┌──
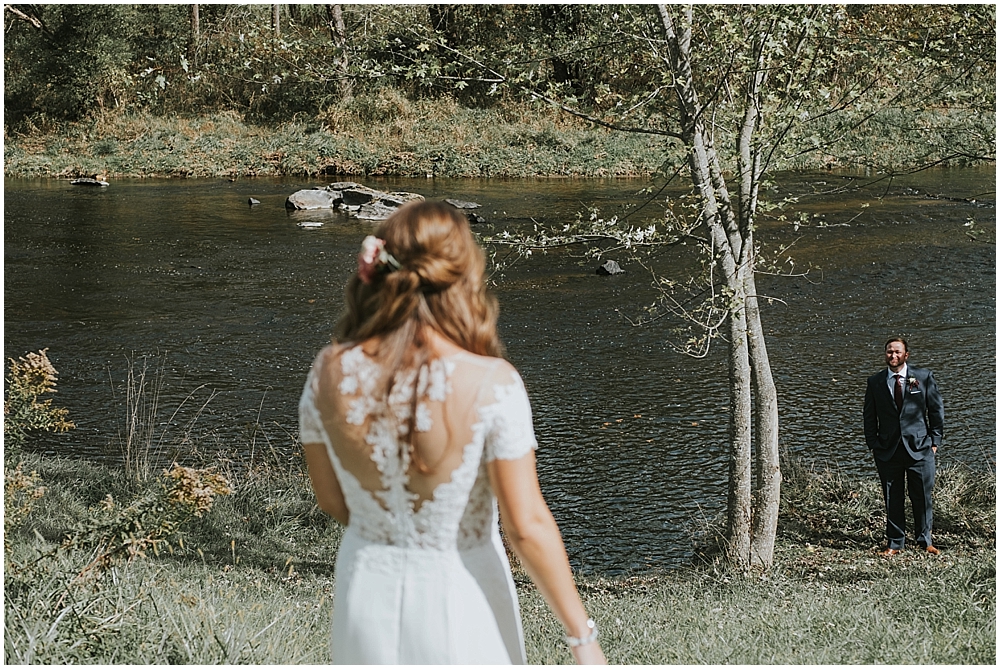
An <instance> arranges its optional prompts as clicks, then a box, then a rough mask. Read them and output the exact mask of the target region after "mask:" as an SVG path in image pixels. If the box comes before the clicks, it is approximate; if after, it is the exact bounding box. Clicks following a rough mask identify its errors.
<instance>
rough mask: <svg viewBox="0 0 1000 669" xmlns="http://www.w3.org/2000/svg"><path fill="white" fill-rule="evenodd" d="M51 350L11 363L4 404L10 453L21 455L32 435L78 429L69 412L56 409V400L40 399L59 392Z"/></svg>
mask: <svg viewBox="0 0 1000 669" xmlns="http://www.w3.org/2000/svg"><path fill="white" fill-rule="evenodd" d="M46 351H48V349H47V348H44V349H42V350H40V351H39V352H38V353H29V354H27V355H26V356H22V357H21V358H19V359H18V360H14V359H13V358H8V359H9V360H10V371H9V375H8V376H7V394H6V396H5V397H4V403H3V436H4V444H5V446H6V447H7V454H8V455H10V454H11V452H12V451H13V452H14V453H17V452H18V451H19V450H20V448H21V446H22V445H23V444H24V441H25V440H26V439H27V437H28V435H29V433H30V432H32V431H33V430H43V431H46V432H65V431H66V430H69V429H71V428H73V427H76V426H75V425H73V423H71V422H70V421H69V420H67V417H68V416H69V411H68V410H66V409H63V408H61V407H55V406H52V400H39V399H38V398H39V397H41V396H42V395H43V394H45V393H54V392H56V378H57V377H58V375H59V374H58V372H56V369H55V367H53V366H52V363H51V362H49V358H48V355H47V354H46Z"/></svg>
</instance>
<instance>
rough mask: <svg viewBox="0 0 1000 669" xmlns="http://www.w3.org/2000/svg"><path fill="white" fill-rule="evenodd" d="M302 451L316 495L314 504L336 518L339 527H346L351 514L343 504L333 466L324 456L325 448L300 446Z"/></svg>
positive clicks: (326, 456) (324, 456) (325, 455)
mask: <svg viewBox="0 0 1000 669" xmlns="http://www.w3.org/2000/svg"><path fill="white" fill-rule="evenodd" d="M302 450H303V451H304V452H305V454H306V464H307V465H308V467H309V480H310V481H312V484H313V492H315V493H316V504H318V505H319V508H321V509H323V511H326V512H327V513H328V514H330V515H331V516H333V517H334V518H336V519H337V520H338V521H339V522H340V524H341V525H347V522H348V521H349V520H350V517H351V514H350V512H349V511H348V510H347V503H346V502H344V493H343V491H341V489H340V482H339V481H338V480H337V474H336V473H335V472H334V471H333V465H332V464H330V457H329V456H328V455H327V454H326V446H324V445H323V444H319V443H311V444H302Z"/></svg>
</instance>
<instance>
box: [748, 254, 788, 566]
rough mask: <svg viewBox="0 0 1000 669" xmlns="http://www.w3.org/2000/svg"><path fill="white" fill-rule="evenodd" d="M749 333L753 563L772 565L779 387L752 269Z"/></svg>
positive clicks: (776, 509)
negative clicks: (753, 458)
mask: <svg viewBox="0 0 1000 669" xmlns="http://www.w3.org/2000/svg"><path fill="white" fill-rule="evenodd" d="M746 285H747V291H746V292H747V310H746V311H747V335H748V337H747V338H748V341H749V344H750V366H751V367H752V368H753V373H754V387H755V389H756V391H757V393H756V395H757V397H756V402H755V403H754V408H755V412H754V418H755V421H754V423H755V426H756V432H757V434H756V441H757V460H756V477H757V492H756V495H755V497H754V507H753V530H752V532H753V540H752V542H751V545H750V564H751V565H754V566H759V567H763V568H765V569H769V568H770V567H771V566H772V565H773V564H774V542H775V539H776V538H777V533H778V509H779V506H780V503H781V466H780V464H779V462H778V391H777V388H775V386H774V377H773V376H772V375H771V362H770V359H769V358H768V356H767V346H766V344H765V342H764V330H763V327H762V326H761V323H760V307H759V302H758V299H757V286H756V282H755V281H754V276H753V272H748V276H747V280H746Z"/></svg>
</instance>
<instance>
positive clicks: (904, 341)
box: [882, 337, 910, 353]
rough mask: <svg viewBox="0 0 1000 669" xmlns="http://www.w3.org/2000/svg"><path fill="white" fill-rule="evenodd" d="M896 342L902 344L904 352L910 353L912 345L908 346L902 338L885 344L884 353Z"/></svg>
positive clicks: (892, 340)
mask: <svg viewBox="0 0 1000 669" xmlns="http://www.w3.org/2000/svg"><path fill="white" fill-rule="evenodd" d="M894 341H898V342H899V343H900V344H902V345H903V350H904V351H906V352H907V353H909V352H910V345H909V344H907V343H906V340H905V339H903V338H902V337H893V338H892V339H890V340H889V341H887V342H886V343H885V346H883V347H882V350H883V351H884V350H885V349H887V348H889V344H891V343H892V342H894Z"/></svg>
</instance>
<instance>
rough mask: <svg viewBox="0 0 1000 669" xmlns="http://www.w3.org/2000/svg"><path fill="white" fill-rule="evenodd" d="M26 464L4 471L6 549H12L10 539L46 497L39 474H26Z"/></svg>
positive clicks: (32, 471) (43, 486) (7, 469)
mask: <svg viewBox="0 0 1000 669" xmlns="http://www.w3.org/2000/svg"><path fill="white" fill-rule="evenodd" d="M23 465H24V463H20V462H19V463H18V465H17V467H15V468H14V469H10V468H9V467H4V471H3V529H4V534H3V541H4V549H5V550H7V549H9V547H10V537H11V535H12V533H13V532H16V531H17V530H18V529H19V528H20V527H21V524H22V523H23V522H24V520H25V518H27V517H28V515H29V514H31V512H32V510H34V508H35V503H36V502H37V501H38V500H39V499H41V497H42V496H43V495H45V486H43V485H42V479H41V477H40V476H39V475H38V472H36V471H32V472H31V473H30V474H25V473H24V471H23Z"/></svg>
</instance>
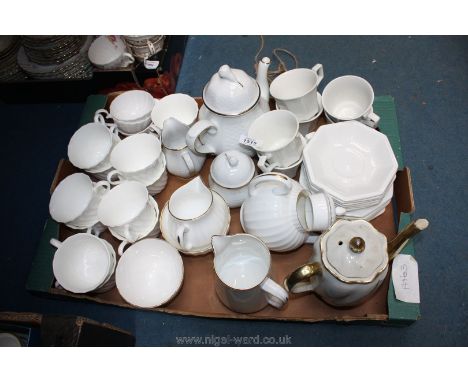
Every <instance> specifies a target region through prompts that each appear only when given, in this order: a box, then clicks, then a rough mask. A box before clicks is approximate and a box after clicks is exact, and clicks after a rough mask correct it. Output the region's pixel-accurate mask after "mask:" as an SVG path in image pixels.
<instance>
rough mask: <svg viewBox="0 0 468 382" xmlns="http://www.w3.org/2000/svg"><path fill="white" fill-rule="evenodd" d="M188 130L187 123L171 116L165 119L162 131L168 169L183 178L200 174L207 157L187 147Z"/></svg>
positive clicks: (174, 174) (164, 153)
mask: <svg viewBox="0 0 468 382" xmlns="http://www.w3.org/2000/svg"><path fill="white" fill-rule="evenodd" d="M197 110H198V109H197ZM187 131H188V130H187V126H186V125H185V124H183V123H182V122H180V121H179V120H177V119H175V118H173V117H169V118H168V119H166V120H165V121H164V129H163V130H162V132H161V141H162V146H163V153H164V155H165V157H166V165H167V171H169V173H171V174H173V175H177V176H180V177H182V178H189V177H191V176H194V175H196V174H198V173H199V172H200V170H201V168H202V167H203V164H204V163H205V159H206V156H205V155H204V154H197V153H195V152H193V151H191V150H190V149H189V148H188V147H187V143H186V141H185V136H186V134H187Z"/></svg>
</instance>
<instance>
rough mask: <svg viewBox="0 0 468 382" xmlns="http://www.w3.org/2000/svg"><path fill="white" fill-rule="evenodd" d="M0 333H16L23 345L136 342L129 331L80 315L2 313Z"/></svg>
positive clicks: (88, 345) (63, 345) (126, 345)
mask: <svg viewBox="0 0 468 382" xmlns="http://www.w3.org/2000/svg"><path fill="white" fill-rule="evenodd" d="M0 332H7V333H12V334H14V335H15V336H16V337H18V339H19V340H20V342H21V345H22V346H134V345H135V337H134V336H133V335H132V334H131V333H130V332H127V331H125V330H122V329H120V328H117V327H115V326H112V325H109V324H106V323H99V322H97V321H94V320H91V319H89V318H85V317H80V316H65V315H41V314H38V313H16V312H2V313H0Z"/></svg>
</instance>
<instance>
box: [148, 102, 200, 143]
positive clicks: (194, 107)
mask: <svg viewBox="0 0 468 382" xmlns="http://www.w3.org/2000/svg"><path fill="white" fill-rule="evenodd" d="M197 117H198V104H197V101H195V99H193V98H192V97H190V96H189V95H187V94H182V93H176V94H170V95H167V96H165V97H164V98H161V99H160V100H156V101H155V104H154V108H153V111H152V112H151V120H152V121H153V125H152V128H153V129H154V130H155V131H156V132H157V133H158V134H161V131H162V130H163V128H164V127H165V123H166V121H167V120H168V119H171V118H173V119H175V120H177V121H179V122H180V123H182V124H184V125H185V126H186V128H188V127H190V126H192V125H193V124H194V123H195V121H196V119H197Z"/></svg>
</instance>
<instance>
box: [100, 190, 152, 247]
mask: <svg viewBox="0 0 468 382" xmlns="http://www.w3.org/2000/svg"><path fill="white" fill-rule="evenodd" d="M98 217H99V221H100V222H101V223H102V224H104V225H106V226H107V227H109V231H110V232H111V233H112V235H113V236H115V237H116V238H117V239H119V240H124V241H128V242H130V243H133V242H135V241H137V240H139V239H142V238H143V237H146V236H150V235H151V236H153V235H154V236H157V235H158V234H159V227H158V224H157V223H158V218H159V209H158V205H157V204H156V202H155V201H154V199H153V198H152V197H150V196H149V194H148V190H147V189H146V187H145V185H144V184H143V183H140V182H136V181H126V182H122V183H121V184H119V185H118V186H116V187H114V188H113V189H112V190H111V191H109V192H108V193H107V194H106V196H105V197H103V198H102V200H101V203H100V204H99V208H98Z"/></svg>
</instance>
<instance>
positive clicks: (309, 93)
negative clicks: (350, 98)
mask: <svg viewBox="0 0 468 382" xmlns="http://www.w3.org/2000/svg"><path fill="white" fill-rule="evenodd" d="M322 79H323V66H322V64H317V65H315V66H314V67H313V68H312V69H307V68H298V69H292V70H288V71H287V72H284V73H282V74H280V75H279V76H278V77H276V78H275V79H274V80H273V82H272V83H271V85H270V93H271V96H272V97H274V98H275V100H276V106H277V108H278V109H284V110H289V111H291V112H292V113H294V115H295V116H296V117H297V119H298V120H299V121H301V122H302V121H307V120H309V119H310V118H312V117H313V116H314V115H315V114H316V113H317V111H318V110H319V105H318V101H317V87H318V85H319V84H320V82H321V81H322Z"/></svg>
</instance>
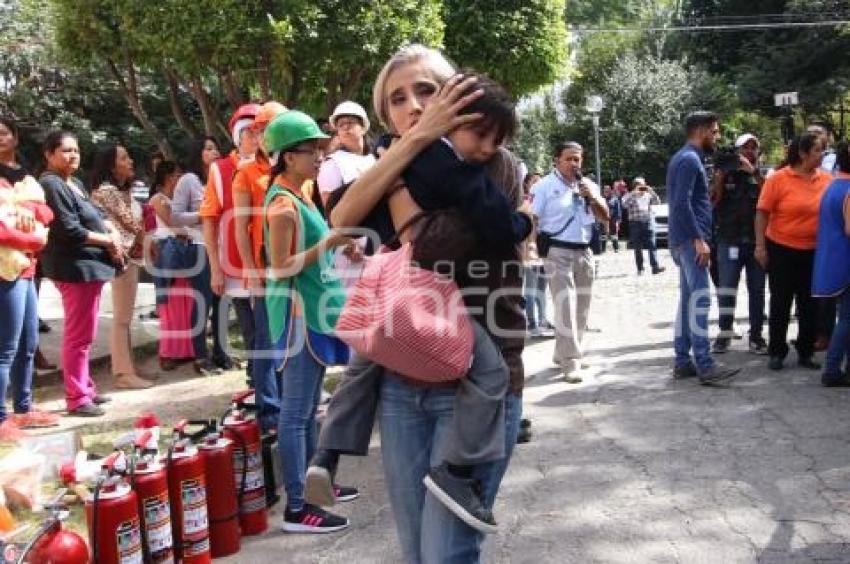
└──
Can you write out everything from the start of the data down through the line containing "350L11 363L4 404L10", both ends included, copying each line precisely and leaving the pictures out?

An <instance> arranges its optional prompts as clicks, then a box, then a rough mask. Read them and output the exact mask of the target region after "mask:" as an SVG path in image pixels. If the box comes before the clicks, it is approximate; if after, it is the exact bounding box. Clicks following a rough mask identify its errors.
<instance>
rough mask: <svg viewBox="0 0 1000 669" xmlns="http://www.w3.org/2000/svg"><path fill="white" fill-rule="evenodd" d="M51 350L11 363L4 404L10 453L21 455L32 435L78 429L69 412L56 409V400L40 399L59 392Z"/></svg>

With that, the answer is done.